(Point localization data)
┄┄┄┄┄┄┄┄┄┄┄┄┄┄┄┄┄┄┄┄
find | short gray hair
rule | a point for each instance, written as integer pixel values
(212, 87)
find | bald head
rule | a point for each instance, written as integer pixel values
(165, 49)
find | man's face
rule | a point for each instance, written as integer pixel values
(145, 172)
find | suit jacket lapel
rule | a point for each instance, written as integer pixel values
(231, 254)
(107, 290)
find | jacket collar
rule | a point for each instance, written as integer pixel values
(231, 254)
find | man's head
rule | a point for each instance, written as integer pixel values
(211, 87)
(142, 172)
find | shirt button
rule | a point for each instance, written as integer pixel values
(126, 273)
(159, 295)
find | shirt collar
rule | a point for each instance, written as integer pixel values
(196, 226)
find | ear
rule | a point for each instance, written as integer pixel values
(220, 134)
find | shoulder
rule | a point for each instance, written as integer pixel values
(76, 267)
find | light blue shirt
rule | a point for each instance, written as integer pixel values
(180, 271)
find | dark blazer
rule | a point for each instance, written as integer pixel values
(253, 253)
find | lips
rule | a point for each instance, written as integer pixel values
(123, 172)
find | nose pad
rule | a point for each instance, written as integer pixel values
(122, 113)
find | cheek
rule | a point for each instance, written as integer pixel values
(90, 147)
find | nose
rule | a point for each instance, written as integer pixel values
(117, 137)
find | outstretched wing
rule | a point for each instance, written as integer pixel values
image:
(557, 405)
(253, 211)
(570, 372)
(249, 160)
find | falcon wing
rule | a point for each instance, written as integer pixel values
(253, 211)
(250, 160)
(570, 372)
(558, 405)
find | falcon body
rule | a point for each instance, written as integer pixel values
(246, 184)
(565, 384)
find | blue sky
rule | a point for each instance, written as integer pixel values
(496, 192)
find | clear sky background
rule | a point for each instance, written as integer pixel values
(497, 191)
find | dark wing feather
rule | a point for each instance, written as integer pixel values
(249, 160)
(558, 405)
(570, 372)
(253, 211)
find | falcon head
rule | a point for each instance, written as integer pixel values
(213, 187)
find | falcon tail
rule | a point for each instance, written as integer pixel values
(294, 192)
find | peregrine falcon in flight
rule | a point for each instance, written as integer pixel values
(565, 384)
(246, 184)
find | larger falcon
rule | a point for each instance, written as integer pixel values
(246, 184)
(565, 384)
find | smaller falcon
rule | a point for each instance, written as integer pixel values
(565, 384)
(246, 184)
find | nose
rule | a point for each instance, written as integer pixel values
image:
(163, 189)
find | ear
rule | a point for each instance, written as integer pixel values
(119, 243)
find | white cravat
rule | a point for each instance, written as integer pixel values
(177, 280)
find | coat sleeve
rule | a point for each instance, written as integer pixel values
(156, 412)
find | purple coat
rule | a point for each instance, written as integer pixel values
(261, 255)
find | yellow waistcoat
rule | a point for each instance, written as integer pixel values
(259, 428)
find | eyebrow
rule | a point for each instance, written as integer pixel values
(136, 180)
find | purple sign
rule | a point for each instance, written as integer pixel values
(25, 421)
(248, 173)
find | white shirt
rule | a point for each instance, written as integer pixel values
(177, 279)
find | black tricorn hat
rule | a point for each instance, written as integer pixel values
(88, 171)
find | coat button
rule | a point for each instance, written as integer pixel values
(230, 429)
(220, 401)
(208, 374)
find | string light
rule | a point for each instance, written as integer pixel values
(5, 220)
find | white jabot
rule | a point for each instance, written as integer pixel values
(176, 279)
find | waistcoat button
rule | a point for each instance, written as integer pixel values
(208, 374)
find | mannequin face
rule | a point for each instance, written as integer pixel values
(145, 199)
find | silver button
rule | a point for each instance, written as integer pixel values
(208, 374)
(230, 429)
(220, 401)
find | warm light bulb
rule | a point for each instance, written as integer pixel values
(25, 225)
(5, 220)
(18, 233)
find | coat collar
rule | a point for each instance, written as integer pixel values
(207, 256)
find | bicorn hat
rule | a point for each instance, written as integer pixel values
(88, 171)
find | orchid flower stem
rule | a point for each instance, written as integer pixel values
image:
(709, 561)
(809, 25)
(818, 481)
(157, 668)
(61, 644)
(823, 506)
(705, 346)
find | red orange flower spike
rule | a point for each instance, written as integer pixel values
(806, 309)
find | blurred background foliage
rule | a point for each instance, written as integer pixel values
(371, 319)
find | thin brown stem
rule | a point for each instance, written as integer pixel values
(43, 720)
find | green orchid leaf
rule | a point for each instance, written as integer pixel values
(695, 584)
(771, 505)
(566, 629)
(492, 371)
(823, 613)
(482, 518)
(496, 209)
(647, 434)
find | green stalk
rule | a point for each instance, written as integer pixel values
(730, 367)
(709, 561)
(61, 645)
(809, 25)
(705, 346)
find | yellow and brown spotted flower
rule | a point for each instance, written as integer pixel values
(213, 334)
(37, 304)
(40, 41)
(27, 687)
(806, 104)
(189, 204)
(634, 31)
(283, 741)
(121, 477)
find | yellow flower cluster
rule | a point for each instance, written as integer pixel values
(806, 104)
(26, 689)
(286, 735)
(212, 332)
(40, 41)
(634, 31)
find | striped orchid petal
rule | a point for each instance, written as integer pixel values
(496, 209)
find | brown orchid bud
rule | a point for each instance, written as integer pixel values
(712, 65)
┄┄┄┄┄┄┄┄┄┄┄┄┄┄┄┄┄┄┄┄
Work request
Among the entries, find every line holding "button" and return it.

Answer for the task
find | shirt button
find | coat button
find | waistcoat button
find | silver button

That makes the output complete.